_Ziel a:_
Beantworte anhand des Ausgangstexts diese Fragen:
(i) Weshalb wurden die Notizen fotografisch dokumentiert?
(ii) Mit welcher Art von Schlägen müssen die Keile herausgespalten werden?
(iii) Womit werden die dünnen bruchgefährdeten Partien der Platte „aufgefüttert“?
───── Ausgangstext ─────
Die Notizen wurden sicherheitshalber fotografisch dokumentiert, da sie die nachfolgenden Prozeduren vielleicht nicht unbeschadet überstehen würden.
Jetzt werden an drei Seiten die Keile vorsichtig einer nach dem anderen herausgespalten. Dies muss immer mit seitlichen Schlägen geschehen, um Druckbelastungen von oben auf die Platte zu vermeiden. Glücklicherweise sind die Keile nur am Rahmen verleimt und nicht auch noch auf dem Gestein.
Abb. 18
Dann ist der Fisch endlich draußen und kann vorsichtig umgedreht werden. Lose Teile werden sofort an die Stellen gelegt, wo sie wieder angefügt werden müssen.
Abb. 19: Foto vergrößern.
Mindestens eine Ecke wird aber angebaut werden müssen, denn sonst könnte in der Platte ein Loch bleiben, das man auch im Rahmen sieht.
Abb. 20
Einfach mal die Schwanzflosse ausschneiden, um die Platte mit der Schauseite nahezu komplett auf eine Ebene zu bekommen funktioniert nicht, denn da fehlt einiges an Unterbau.
Abb. 21
Insgesamt ist der Brocken recht klapperig. Wenn man ihn zwischen zwei Fingern hält und anklopft, da klingt er nicht, sondern er scheppert. Dies ist vermutlich durch das Zwicken bedingt und dadurch, dass es eben kein Kernstein ist, sondern auch hohe Fäulenanteile vorhanden sind. Damit verbunden sind viele Fugen, Risse und Spalten. Demzufolge ist der Stein „durstig wie eine übersalzene Ziege“. Der Inhalt der ersten 50g-Flasche Sekundenkleber neigt sich bereits zu diesem Zeitpunkt dem Ende entgegen.
Abb. 22
Nachdem der Stein überall gesichert ist, werden die dünnen bruchgefährdeten Partien der Platte mit ausgesiebtem Präparationssplitt und Sekundenkleber „aufgefüttert“. Mit abgebrochenen Stücken wird in gleicher Weise verfahren.
───── Angezeigte Zeilen ─────
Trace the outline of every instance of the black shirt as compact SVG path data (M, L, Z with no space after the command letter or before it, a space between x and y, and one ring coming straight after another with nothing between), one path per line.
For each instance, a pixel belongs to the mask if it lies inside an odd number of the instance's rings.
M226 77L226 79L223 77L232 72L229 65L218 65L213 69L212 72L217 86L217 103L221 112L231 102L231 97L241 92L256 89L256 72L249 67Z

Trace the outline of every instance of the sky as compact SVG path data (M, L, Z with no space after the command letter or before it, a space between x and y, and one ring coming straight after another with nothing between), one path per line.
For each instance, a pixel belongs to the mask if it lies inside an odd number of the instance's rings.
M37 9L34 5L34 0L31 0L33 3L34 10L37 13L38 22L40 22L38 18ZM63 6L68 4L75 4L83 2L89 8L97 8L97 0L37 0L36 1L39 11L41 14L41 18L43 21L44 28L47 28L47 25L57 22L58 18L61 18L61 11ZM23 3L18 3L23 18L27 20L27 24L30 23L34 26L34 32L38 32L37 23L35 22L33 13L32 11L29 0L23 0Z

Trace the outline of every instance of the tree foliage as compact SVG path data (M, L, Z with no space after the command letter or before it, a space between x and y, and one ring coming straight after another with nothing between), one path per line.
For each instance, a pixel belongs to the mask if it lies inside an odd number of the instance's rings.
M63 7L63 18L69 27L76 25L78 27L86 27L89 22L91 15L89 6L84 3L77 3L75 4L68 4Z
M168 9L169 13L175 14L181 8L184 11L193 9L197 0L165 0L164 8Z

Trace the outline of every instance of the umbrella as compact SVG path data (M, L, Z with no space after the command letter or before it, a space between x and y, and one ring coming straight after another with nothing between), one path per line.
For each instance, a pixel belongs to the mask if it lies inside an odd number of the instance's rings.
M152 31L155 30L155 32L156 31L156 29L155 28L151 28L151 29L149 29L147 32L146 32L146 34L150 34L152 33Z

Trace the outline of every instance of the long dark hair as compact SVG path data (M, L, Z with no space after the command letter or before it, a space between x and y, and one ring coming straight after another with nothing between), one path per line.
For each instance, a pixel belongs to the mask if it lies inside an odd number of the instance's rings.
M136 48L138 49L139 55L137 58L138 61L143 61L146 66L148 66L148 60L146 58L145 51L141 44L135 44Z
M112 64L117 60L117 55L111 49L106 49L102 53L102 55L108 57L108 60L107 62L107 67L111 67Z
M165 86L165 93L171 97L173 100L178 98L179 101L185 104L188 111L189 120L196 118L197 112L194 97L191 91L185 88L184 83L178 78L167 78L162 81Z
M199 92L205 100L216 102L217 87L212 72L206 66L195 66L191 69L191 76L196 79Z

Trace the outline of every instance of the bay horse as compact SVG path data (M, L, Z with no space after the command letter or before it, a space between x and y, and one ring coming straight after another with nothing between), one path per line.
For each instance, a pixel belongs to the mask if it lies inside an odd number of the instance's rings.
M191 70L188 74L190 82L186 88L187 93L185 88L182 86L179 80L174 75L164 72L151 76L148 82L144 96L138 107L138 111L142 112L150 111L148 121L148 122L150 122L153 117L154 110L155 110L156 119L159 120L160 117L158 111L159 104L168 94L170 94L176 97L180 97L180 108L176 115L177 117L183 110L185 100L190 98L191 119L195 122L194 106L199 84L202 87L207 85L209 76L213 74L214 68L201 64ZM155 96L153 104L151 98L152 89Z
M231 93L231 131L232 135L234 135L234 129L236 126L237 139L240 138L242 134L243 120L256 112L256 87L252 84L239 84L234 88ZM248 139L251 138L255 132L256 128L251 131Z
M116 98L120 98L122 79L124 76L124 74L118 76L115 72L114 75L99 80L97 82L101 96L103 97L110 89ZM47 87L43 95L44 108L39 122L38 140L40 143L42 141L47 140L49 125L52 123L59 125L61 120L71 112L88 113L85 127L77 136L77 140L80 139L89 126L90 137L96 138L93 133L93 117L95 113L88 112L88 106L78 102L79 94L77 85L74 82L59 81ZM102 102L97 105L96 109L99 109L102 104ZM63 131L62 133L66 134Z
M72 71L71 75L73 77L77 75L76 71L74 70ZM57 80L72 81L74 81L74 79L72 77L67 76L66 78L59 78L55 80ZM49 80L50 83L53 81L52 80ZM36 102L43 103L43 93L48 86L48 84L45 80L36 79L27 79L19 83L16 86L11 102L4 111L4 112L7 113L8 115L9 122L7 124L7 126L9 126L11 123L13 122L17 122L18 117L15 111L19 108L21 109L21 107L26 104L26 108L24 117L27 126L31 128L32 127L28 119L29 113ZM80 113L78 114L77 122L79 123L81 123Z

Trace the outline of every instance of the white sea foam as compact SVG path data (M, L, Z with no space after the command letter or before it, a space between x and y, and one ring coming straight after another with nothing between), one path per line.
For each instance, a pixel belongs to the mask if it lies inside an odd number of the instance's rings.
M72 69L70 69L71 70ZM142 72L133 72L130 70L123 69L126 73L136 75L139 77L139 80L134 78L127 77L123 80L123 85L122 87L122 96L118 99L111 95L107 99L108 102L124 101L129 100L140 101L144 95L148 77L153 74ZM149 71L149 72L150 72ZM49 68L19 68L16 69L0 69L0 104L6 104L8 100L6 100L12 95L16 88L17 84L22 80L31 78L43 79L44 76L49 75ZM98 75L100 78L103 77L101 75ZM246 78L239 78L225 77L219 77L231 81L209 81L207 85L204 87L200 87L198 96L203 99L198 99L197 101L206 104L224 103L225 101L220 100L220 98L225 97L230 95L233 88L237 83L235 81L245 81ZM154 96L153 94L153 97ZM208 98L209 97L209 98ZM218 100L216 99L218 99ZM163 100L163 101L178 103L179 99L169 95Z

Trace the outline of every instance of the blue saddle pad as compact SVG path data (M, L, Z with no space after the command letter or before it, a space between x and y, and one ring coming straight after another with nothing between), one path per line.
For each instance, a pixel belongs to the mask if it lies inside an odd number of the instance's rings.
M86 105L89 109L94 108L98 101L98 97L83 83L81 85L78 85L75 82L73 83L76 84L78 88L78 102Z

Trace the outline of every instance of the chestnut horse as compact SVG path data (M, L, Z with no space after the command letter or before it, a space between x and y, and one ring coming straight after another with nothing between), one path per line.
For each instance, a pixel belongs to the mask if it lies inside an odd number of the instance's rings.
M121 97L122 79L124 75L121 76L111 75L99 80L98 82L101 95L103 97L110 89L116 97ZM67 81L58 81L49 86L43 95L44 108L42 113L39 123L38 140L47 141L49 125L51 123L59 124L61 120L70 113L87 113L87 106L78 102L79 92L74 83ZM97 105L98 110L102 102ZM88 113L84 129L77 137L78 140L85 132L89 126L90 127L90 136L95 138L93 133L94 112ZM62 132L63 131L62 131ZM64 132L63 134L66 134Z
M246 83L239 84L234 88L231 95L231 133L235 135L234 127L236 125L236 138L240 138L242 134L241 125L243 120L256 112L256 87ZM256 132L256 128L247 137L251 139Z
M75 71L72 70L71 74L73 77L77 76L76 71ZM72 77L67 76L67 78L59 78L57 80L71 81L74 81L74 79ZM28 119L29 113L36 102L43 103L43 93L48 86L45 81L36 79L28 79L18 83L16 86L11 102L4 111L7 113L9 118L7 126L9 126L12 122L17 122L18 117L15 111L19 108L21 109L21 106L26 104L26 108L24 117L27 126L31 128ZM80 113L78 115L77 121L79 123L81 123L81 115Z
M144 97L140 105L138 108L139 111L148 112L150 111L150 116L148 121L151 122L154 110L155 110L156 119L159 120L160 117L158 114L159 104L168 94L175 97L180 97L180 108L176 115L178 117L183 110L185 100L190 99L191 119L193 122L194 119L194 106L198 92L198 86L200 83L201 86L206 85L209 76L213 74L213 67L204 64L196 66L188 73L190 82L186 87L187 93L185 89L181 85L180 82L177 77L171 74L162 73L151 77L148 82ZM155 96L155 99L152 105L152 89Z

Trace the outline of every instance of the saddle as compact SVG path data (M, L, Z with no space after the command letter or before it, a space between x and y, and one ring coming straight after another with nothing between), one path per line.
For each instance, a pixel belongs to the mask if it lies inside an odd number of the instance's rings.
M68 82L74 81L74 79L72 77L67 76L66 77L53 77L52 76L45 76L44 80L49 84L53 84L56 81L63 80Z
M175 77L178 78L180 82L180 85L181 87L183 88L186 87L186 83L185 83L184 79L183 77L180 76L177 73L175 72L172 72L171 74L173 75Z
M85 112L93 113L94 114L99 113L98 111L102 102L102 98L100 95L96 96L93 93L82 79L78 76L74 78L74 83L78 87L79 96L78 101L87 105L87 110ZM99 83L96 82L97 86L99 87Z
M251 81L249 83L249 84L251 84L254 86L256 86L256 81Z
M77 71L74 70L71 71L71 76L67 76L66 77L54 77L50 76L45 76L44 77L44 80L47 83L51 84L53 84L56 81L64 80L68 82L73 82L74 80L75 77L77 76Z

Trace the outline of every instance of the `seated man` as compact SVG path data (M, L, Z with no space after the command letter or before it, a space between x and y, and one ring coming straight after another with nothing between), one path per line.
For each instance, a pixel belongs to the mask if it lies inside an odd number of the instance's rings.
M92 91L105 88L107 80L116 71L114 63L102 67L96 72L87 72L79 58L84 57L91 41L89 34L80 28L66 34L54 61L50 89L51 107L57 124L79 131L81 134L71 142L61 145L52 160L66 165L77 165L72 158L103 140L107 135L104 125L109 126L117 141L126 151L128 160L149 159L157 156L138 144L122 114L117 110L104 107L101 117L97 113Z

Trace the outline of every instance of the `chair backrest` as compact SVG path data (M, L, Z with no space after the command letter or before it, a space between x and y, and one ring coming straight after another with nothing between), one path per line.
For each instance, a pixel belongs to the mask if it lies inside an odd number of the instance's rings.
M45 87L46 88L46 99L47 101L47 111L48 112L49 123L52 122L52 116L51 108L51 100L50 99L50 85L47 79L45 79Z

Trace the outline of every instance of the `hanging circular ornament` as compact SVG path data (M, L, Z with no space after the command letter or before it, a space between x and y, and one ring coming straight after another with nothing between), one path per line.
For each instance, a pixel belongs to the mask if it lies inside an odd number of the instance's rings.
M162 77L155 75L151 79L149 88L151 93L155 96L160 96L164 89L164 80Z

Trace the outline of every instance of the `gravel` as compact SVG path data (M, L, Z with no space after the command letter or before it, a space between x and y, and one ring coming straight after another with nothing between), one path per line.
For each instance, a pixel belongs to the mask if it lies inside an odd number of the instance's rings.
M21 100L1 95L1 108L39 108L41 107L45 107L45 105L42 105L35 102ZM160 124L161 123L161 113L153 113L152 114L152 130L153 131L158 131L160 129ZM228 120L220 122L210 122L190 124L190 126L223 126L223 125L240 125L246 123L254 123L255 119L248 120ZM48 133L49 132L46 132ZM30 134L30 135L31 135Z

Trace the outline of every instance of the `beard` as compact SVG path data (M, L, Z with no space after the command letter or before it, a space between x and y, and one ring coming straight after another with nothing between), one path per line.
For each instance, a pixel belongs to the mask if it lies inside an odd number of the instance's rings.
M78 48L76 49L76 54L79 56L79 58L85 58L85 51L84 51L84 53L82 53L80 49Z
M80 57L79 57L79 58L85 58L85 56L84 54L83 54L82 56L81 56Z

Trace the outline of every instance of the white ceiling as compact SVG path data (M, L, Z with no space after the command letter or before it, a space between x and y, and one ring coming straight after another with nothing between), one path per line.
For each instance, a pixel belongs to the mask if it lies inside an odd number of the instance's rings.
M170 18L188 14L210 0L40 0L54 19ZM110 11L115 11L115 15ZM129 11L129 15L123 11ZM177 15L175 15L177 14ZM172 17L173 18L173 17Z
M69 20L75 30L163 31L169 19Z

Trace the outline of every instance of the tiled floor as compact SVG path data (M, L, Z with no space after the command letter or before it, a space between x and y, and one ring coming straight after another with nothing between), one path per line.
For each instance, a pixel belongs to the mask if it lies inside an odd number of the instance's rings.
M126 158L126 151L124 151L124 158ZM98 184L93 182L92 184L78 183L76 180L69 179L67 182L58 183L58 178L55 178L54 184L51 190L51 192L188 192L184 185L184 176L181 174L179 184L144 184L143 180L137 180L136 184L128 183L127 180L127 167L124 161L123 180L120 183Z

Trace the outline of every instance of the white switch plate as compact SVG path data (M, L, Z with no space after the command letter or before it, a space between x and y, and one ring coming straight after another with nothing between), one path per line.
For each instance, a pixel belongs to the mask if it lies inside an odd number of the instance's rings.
─────
_Ziel b:_
Gib die Zeilen zu Umrissgrenzen vom Anfang bis einschließlich der Zeile mit "M226 77L226 79L223" als JSON-Liste von Zeichenketten aus, mit einem Eintrag pro Zeile und ohne Leerzeilen.

_Antwort a:_
(i) Die Notizen würden die nachfolgenden Prozeduren vielleicht nicht unbeschadet überstehen.
(ii) Mit seitlichen Schlägen.
(iii) Mit ausgesiebtem Präparationssplitt und Sekundenkleber.

_Antwort b:_
[
  "Trace the outline of every instance of the black shirt as compact SVG path data (M, L, Z with no space after the command letter or before it, a space between x and y, and one ring coming straight after another with nothing between), one path per line.",
  "For each instance, a pixel belongs to the mask if it lies inside an odd number of the instance's rings.",
  "M226 77L226 79L223 77L232 72L229 65L218 65L213 69L212 72L217 86L217 103L221 112L231 102L231 97L241 92L256 89L256 72L249 67Z"
]